> **EXERCISE REQUIREMENTS**
Return, exactly, the line that contains "Each instance of the illuminated" together with all lines after it to the end of the entries, and no further lines.

Point labeling examples

* BEGIN *

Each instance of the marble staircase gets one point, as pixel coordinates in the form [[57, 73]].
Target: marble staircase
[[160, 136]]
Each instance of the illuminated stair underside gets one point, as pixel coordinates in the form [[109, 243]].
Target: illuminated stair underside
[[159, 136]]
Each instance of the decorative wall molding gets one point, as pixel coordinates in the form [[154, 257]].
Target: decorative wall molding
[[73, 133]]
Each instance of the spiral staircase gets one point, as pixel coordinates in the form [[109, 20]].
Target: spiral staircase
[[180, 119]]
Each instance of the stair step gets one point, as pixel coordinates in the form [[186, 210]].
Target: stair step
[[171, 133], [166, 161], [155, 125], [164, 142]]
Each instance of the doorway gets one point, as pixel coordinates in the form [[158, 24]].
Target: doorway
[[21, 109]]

* END *

> **WRITTEN REPLY**
Each instance of the illuminated stair underside gets one point, as pixel coordinates in the form [[109, 243]].
Target: illuminated stair underside
[[159, 136]]
Each instance of the decorative wall molding gets one point, as pixel coordinates in the form [[154, 257]].
Target: decorative wall molding
[[73, 133]]
Each instance of the spiral staircase gets one point, as pixel coordinates in the form [[109, 20]].
Target: spiral staircase
[[180, 119]]
Each instance of the stair step gets one point, as pixel coordinates in the form [[186, 210]].
Target: stair step
[[171, 133], [166, 161], [155, 125], [164, 142]]
Each instance of the doorway gets one point, as pixel coordinates in the form [[158, 24]].
Target: doorway
[[21, 109]]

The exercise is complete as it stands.